#### OBJECTIVE
Drop the pictures and extract exactly the lines from the one that contains "[locate] clear sky" through the end of the material.
━━━
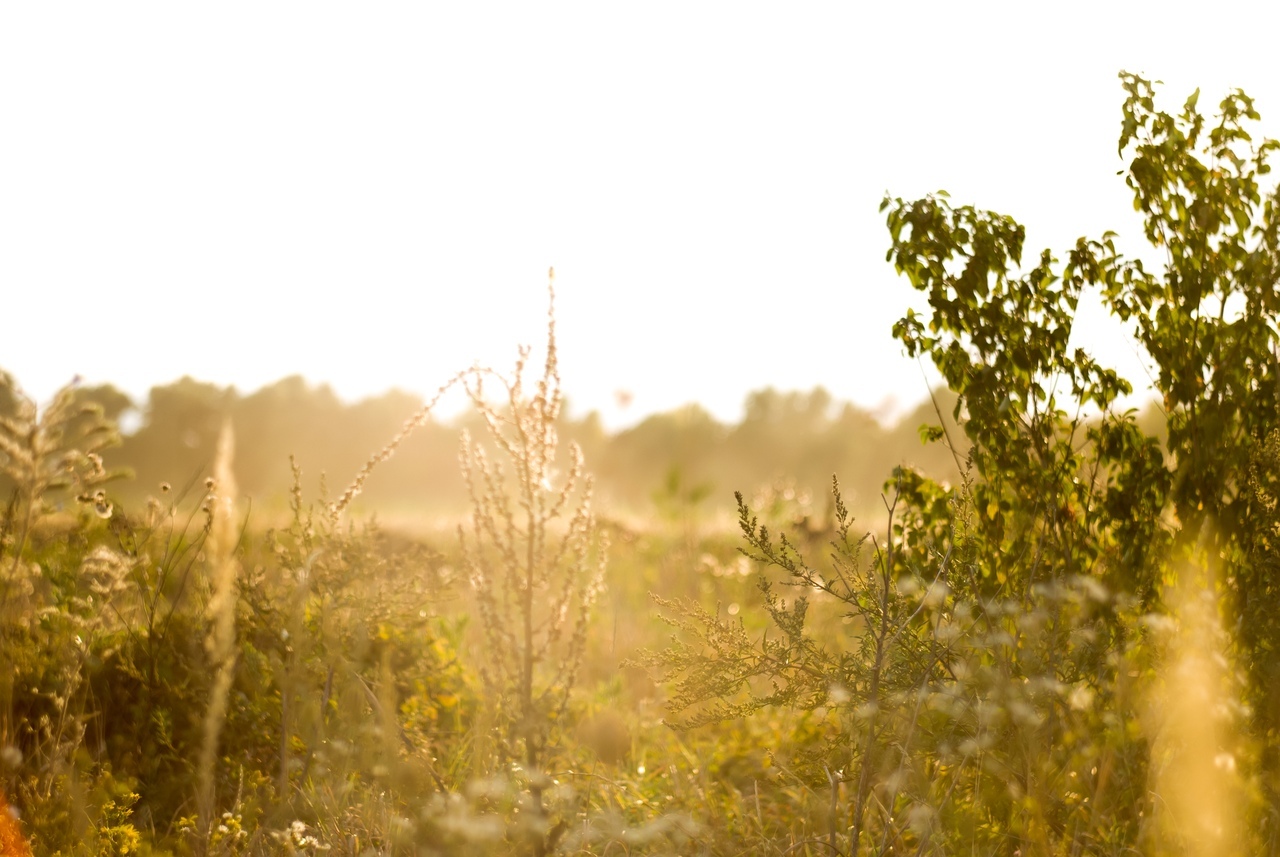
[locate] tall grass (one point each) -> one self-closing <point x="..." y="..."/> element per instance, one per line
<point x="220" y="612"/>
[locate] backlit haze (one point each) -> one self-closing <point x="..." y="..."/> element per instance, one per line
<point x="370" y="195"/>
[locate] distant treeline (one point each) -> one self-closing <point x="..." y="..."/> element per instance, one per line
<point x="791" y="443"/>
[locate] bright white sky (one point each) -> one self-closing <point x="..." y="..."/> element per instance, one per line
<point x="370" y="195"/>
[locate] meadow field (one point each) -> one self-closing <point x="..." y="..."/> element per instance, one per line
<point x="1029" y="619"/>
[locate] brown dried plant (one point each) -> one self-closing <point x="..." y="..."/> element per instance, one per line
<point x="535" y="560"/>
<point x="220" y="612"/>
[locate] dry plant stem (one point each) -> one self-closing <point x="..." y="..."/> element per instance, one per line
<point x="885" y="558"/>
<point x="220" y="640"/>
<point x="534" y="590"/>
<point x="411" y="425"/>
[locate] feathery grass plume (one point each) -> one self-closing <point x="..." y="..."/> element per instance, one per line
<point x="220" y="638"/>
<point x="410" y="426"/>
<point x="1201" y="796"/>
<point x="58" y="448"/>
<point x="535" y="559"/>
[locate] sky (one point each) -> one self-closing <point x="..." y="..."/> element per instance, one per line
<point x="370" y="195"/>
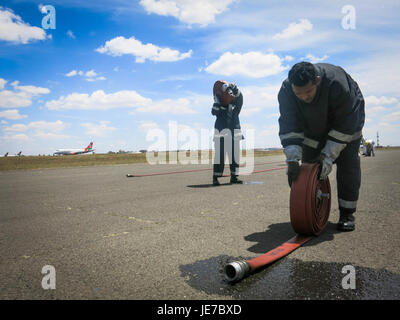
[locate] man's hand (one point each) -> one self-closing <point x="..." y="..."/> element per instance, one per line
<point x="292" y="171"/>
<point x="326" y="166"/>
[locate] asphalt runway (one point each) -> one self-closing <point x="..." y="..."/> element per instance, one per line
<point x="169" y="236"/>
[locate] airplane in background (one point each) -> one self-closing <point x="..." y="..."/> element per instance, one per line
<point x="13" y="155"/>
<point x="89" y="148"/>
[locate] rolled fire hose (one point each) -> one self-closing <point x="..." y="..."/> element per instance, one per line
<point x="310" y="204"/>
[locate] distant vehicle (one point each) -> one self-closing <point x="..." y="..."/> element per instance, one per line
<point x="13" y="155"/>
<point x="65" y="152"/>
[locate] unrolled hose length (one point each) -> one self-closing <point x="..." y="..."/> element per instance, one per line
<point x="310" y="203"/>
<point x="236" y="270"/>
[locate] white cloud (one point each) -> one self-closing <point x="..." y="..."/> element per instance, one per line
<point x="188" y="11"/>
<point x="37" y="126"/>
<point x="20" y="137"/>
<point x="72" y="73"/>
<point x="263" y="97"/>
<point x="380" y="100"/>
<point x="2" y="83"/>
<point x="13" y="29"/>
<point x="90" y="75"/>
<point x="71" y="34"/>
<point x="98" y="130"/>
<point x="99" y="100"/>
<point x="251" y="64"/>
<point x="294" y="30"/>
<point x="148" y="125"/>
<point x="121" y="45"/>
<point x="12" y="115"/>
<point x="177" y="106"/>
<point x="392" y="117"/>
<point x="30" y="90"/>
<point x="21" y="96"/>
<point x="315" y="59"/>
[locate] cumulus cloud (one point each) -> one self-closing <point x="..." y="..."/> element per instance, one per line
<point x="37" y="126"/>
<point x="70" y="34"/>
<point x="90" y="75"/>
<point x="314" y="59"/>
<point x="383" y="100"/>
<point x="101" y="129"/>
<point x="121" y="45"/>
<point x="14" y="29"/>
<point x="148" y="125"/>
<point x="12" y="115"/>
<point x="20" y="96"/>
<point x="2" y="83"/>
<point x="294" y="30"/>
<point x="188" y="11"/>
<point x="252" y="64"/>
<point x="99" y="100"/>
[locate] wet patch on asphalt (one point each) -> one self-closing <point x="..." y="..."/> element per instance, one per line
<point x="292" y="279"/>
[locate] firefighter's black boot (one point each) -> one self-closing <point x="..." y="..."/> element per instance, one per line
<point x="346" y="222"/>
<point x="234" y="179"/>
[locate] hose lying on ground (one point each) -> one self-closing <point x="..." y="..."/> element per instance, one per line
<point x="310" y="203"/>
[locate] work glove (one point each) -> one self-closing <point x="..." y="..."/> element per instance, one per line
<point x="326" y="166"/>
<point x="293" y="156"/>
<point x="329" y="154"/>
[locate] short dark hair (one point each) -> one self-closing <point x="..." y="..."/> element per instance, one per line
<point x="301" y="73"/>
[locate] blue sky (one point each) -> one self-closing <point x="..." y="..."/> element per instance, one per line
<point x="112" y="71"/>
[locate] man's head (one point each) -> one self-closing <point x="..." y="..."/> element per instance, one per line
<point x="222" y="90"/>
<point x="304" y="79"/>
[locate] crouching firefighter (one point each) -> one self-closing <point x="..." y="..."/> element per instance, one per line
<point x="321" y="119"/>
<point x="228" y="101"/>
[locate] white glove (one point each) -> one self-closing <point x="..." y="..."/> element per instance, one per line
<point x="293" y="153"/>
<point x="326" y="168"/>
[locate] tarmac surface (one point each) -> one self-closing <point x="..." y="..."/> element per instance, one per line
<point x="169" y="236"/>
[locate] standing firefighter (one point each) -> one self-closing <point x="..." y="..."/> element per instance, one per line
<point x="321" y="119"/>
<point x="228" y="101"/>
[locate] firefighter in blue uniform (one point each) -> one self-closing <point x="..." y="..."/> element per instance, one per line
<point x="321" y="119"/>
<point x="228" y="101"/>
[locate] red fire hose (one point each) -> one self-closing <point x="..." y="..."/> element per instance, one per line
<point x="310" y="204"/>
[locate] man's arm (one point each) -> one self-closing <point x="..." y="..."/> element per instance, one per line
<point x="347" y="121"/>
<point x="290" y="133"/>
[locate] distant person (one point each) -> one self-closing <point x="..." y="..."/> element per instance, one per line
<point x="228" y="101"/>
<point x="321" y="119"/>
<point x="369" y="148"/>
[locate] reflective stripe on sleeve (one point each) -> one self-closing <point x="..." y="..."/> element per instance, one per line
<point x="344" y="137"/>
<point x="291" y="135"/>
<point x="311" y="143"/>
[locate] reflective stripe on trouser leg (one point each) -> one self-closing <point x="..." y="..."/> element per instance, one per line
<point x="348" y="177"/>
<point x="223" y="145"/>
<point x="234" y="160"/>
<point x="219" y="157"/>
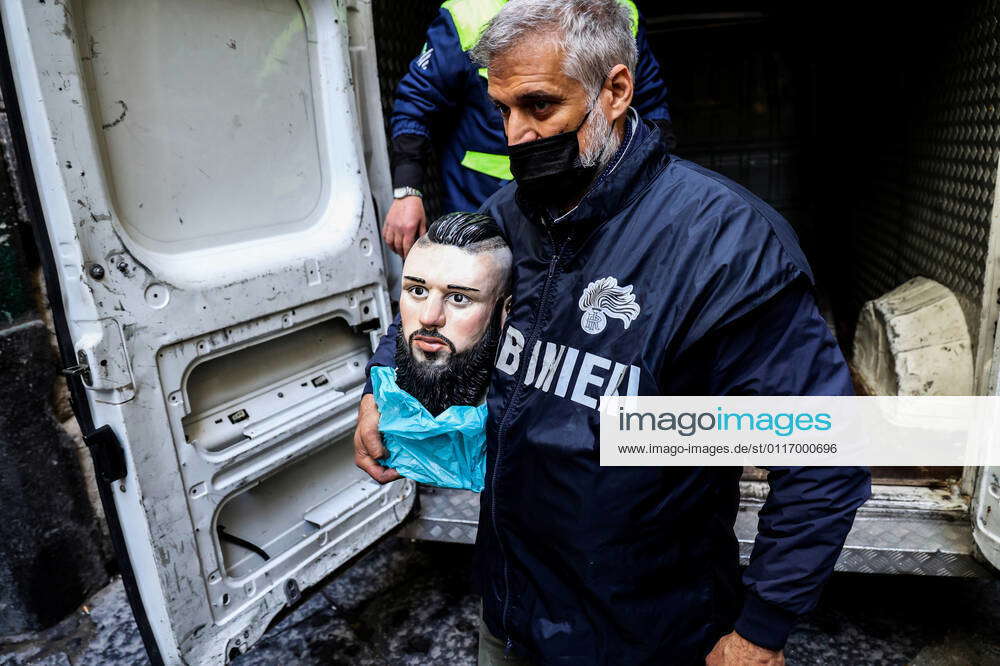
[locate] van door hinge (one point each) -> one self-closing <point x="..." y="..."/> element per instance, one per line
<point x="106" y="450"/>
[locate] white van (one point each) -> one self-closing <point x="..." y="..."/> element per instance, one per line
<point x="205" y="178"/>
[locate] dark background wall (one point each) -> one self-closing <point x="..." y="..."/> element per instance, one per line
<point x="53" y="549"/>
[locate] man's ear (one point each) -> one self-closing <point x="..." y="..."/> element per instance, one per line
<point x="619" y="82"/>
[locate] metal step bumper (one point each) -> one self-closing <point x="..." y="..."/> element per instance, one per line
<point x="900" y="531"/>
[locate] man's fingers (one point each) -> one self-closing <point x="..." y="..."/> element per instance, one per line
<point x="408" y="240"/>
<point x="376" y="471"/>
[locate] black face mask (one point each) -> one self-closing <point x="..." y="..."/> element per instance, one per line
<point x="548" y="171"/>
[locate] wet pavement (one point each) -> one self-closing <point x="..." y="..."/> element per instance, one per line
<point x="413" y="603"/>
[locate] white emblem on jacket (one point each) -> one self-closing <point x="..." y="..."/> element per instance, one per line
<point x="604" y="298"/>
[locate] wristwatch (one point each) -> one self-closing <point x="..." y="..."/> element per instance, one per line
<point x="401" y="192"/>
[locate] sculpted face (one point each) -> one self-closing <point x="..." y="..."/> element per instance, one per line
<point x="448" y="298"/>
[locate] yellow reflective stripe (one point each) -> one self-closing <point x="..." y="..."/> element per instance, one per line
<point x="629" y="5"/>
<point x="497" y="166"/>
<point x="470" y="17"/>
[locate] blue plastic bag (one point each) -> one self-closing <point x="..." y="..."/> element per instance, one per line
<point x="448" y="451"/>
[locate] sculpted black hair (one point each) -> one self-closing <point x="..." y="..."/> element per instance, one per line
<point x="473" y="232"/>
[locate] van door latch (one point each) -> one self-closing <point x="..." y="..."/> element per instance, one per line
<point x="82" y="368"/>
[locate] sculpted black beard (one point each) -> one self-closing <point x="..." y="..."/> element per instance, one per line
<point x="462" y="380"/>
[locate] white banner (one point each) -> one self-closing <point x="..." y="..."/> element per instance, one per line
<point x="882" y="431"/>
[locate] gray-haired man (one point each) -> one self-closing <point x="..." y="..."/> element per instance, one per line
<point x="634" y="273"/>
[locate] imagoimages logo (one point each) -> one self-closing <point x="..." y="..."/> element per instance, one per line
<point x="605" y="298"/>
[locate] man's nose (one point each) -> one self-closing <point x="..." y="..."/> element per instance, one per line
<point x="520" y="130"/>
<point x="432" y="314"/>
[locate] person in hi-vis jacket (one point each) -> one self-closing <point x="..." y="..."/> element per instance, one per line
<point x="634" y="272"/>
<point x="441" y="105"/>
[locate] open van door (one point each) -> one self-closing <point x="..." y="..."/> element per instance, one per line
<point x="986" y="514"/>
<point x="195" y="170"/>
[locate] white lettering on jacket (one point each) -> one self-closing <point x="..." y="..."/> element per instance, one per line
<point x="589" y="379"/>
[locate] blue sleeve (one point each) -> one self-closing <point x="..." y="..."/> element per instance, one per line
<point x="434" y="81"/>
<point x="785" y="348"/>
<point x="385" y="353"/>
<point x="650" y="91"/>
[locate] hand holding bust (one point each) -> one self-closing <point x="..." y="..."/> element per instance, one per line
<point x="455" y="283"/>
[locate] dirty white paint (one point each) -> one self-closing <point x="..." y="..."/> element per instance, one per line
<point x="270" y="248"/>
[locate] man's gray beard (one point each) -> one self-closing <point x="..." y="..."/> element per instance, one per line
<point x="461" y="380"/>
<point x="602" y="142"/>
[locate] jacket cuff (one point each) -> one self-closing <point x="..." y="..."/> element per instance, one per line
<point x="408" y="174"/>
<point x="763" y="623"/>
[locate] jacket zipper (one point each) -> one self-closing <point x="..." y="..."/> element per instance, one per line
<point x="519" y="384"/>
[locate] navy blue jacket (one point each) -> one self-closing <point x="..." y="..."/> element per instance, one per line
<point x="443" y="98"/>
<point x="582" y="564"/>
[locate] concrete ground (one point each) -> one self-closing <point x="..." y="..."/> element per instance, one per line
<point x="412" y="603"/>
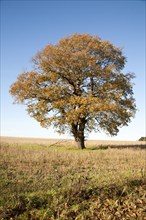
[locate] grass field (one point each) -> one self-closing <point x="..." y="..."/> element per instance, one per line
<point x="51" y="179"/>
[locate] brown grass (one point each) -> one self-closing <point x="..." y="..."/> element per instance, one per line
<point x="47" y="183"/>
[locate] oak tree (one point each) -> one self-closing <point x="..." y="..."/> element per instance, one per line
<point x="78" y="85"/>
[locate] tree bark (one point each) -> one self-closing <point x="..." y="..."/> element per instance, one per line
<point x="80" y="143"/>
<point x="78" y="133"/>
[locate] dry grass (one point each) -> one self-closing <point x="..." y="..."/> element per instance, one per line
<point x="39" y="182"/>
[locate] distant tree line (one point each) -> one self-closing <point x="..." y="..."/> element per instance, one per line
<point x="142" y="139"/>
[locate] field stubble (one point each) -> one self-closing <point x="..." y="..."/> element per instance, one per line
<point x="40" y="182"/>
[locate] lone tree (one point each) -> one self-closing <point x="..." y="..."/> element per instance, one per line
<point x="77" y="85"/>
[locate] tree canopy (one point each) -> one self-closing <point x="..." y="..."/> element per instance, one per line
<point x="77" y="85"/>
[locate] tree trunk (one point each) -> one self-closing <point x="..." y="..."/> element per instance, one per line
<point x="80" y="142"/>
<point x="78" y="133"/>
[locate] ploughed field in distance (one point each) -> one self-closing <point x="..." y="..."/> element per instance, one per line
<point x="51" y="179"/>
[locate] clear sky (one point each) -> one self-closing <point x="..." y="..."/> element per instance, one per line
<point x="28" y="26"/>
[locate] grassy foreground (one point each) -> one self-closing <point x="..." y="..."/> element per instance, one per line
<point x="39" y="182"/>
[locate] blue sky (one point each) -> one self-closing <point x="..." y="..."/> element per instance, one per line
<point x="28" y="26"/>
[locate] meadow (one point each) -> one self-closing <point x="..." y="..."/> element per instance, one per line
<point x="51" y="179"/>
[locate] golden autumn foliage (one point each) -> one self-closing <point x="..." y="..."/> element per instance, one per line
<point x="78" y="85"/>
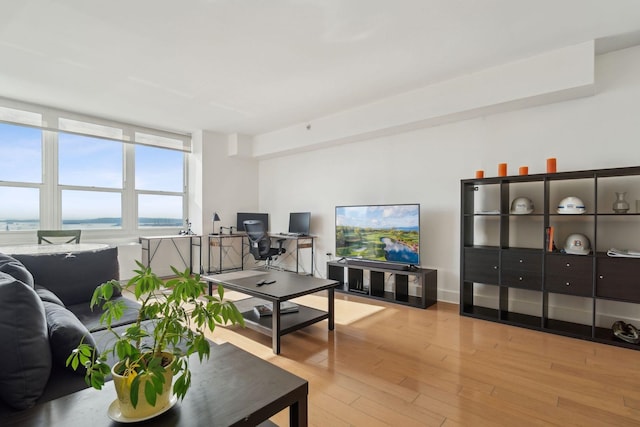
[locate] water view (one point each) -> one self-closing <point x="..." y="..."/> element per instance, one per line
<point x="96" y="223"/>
━━━
#### RESULT OF THIS EXERCISE
[locate] clear sky (one point each) -> one self-closing <point x="..." y="..."/> element per instance, one per line
<point x="28" y="26"/>
[locate] grassy foreground (one point each) -> one self-closing <point x="..." y="..."/> element per instance, one per line
<point x="39" y="182"/>
[locate] blue sky (one point each) -> one self-closing <point x="..." y="..."/> element per instance, one per line
<point x="28" y="26"/>
[locate] meadow (one point each) -> one self-closing <point x="..." y="..."/> element per instance, one per line
<point x="51" y="179"/>
[locate] golden autumn foliage (one point each) -> one self-closing <point x="..." y="..."/> element per instance, one per line
<point x="78" y="85"/>
[locate] water view (one point each) -> one self-closing <point x="..." y="..."/> element per instance, one per line
<point x="96" y="223"/>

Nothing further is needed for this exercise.